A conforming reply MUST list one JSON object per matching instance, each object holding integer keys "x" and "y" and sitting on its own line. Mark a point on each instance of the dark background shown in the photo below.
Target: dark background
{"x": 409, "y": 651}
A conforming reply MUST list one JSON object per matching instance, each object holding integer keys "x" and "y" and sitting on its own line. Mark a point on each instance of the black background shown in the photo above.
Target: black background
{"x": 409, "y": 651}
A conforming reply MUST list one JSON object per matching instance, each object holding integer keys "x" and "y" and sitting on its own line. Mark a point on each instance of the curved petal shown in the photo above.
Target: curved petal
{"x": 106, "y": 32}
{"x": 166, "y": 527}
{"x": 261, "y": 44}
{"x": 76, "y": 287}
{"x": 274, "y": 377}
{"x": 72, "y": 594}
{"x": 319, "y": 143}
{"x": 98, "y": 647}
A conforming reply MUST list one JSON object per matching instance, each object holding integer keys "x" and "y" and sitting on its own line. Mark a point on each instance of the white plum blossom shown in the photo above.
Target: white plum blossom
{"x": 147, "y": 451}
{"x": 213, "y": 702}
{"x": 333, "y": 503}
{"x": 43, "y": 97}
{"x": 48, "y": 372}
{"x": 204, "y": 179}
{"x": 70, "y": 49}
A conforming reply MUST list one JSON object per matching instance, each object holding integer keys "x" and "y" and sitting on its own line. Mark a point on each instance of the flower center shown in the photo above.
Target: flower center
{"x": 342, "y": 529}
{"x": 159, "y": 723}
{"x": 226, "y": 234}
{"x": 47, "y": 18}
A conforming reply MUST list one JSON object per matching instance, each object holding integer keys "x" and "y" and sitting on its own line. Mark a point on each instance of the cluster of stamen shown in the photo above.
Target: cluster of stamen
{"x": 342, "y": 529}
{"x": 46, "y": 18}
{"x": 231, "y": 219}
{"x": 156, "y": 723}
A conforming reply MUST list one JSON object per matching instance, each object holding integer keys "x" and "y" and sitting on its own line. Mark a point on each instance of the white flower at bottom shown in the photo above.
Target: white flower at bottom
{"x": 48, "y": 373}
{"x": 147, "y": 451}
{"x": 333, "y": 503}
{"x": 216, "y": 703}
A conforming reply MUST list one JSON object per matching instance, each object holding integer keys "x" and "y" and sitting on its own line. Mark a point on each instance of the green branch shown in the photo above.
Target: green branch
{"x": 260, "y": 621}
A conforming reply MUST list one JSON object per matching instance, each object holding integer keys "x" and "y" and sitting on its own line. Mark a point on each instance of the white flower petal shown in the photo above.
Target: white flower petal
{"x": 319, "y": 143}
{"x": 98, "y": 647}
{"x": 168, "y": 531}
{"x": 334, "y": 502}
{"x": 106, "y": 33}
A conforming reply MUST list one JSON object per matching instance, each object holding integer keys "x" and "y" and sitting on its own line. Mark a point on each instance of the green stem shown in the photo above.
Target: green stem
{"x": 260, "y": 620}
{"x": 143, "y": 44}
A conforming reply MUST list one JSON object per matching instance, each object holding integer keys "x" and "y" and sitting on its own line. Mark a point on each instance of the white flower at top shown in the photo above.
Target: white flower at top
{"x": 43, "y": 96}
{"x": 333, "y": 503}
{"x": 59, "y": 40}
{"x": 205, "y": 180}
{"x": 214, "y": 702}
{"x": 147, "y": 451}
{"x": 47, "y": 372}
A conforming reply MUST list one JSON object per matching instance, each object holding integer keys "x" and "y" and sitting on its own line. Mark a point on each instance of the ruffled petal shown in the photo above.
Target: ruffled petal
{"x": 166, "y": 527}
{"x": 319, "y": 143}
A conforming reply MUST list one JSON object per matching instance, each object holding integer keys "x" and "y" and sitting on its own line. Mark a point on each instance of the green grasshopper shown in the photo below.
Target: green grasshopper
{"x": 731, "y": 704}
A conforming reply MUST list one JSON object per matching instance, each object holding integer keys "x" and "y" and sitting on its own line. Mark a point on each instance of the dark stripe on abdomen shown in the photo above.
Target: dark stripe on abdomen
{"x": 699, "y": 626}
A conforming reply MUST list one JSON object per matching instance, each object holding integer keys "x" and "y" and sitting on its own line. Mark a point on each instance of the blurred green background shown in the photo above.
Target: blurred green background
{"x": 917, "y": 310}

**The problem:**
Restate all of the entries above precisely.

**Answer below:**
A conforming reply MUST list one JSON object per matching instance, each object holding integer keys "x" and "y" and sitting on its own line. Mark a point on each instance of the dark background shown in the photo below.
Target: dark background
{"x": 409, "y": 651}
A conforming reply MUST list one JSON object per matching instance, each object holding integer keys "x" and "y" and sitting on its own line. Mark a point on each instance of the black background shown in the photo above.
Target: black background
{"x": 409, "y": 651}
A conforming reply MUST list one JSON object per matching instance, each object holding integer keys "x" and "y" and sitting on its own line. Mark a point on each instance of the curved petal shown in the photo above.
Target: curved petal
{"x": 106, "y": 32}
{"x": 166, "y": 527}
{"x": 261, "y": 44}
{"x": 76, "y": 287}
{"x": 274, "y": 377}
{"x": 72, "y": 594}
{"x": 319, "y": 143}
{"x": 98, "y": 647}
A conforming reply MUST list one JSON object per matching instance, each object holding integer keys "x" and "y" and sitting on its own line. Mark a point on each instance of the white plum blossom shown in the photo above.
Target: white plum blossom
{"x": 147, "y": 451}
{"x": 213, "y": 702}
{"x": 333, "y": 503}
{"x": 43, "y": 97}
{"x": 48, "y": 372}
{"x": 204, "y": 179}
{"x": 70, "y": 49}
A conforming reply MUST list one JSON object per matching instance, each object holding integer keys "x" and "y" and sitting on its own line. Mark a point on each instance of the flower center shown in the photo above.
Target: flower center
{"x": 342, "y": 529}
{"x": 159, "y": 723}
{"x": 226, "y": 234}
{"x": 47, "y": 18}
A conforming reply MUST list one JSON object per matching instance, each object holding integer keys "x" and "y" and sitting on its own line. Mark a point on each instance of the cluster of stamen shown in the photo above.
Target: cluster of stamen
{"x": 342, "y": 529}
{"x": 46, "y": 18}
{"x": 231, "y": 219}
{"x": 156, "y": 723}
A conforming reply MUST list one JSON object per matching instance, each object holding integer keys "x" and "y" and sitting on its own line. Mark a point on each instance of the white flower at bottom shown in the photo above.
Target: white flower at bottom
{"x": 48, "y": 373}
{"x": 147, "y": 451}
{"x": 333, "y": 503}
{"x": 216, "y": 703}
A conforming reply MUST list one JSON object per matching instance, each object holding integer keys "x" and "y" and sitting on its own line. Mark a point on each instance of the green branch shown in the photo above.
Target: green branch
{"x": 260, "y": 621}
A conforming reply MUST list one JSON object per matching instance, each object holding integer keys "x" and "y" and sitting on its own line. Mark a point on each instance of the white flower petal shown in the photo above.
Target: white flower petal
{"x": 319, "y": 143}
{"x": 98, "y": 647}
{"x": 168, "y": 531}
{"x": 334, "y": 502}
{"x": 106, "y": 33}
A conforming reply MUST list one JSON object per matching instance, each object holding integer keys "x" and "y" and sitting on its own line. Mark a point on each instance of the green stem shown in the photo above.
Target: green stem
{"x": 260, "y": 620}
{"x": 143, "y": 44}
A conforming reply MUST list one JSON object per matching instance, each object holding integer keys "x" and "y" and sitting on its own line. Mark a point on each instance of the white flower at top shown in the photo above.
Target: white flower at top
{"x": 43, "y": 96}
{"x": 333, "y": 503}
{"x": 59, "y": 40}
{"x": 205, "y": 180}
{"x": 214, "y": 702}
{"x": 147, "y": 451}
{"x": 47, "y": 372}
A conforming reply MUST list one JSON object per matching instance, each object holding integer keys "x" and "y" and sitting on its own line. Mark a point on each instance of the ruffled petal shown in the photo above.
Target: ruffled petal
{"x": 166, "y": 527}
{"x": 319, "y": 143}
A conforming reply MUST list one JSON object per matching instance, each object holding integer keys "x" and "y" and sitting on its own line. Mark a point on each instance of the green grasshopper shown in the photo below.
Target: green grasshopper
{"x": 731, "y": 704}
A conforming reply MUST list one JSON object per matching instance, each object holding integer keys "x" and "y" and sitting on its own line. Mark a point on each instance of the dark stripe on abdomen shown in the photo above.
Target: dark stripe on abdomen
{"x": 699, "y": 626}
A conforming reply MUST list one JSON object per matching instance, each object holding integer keys "x" and "y" and sitting on its own line. Mark a point on each instance of the blurred green background shown in the photo above.
Target: blurred green background
{"x": 917, "y": 310}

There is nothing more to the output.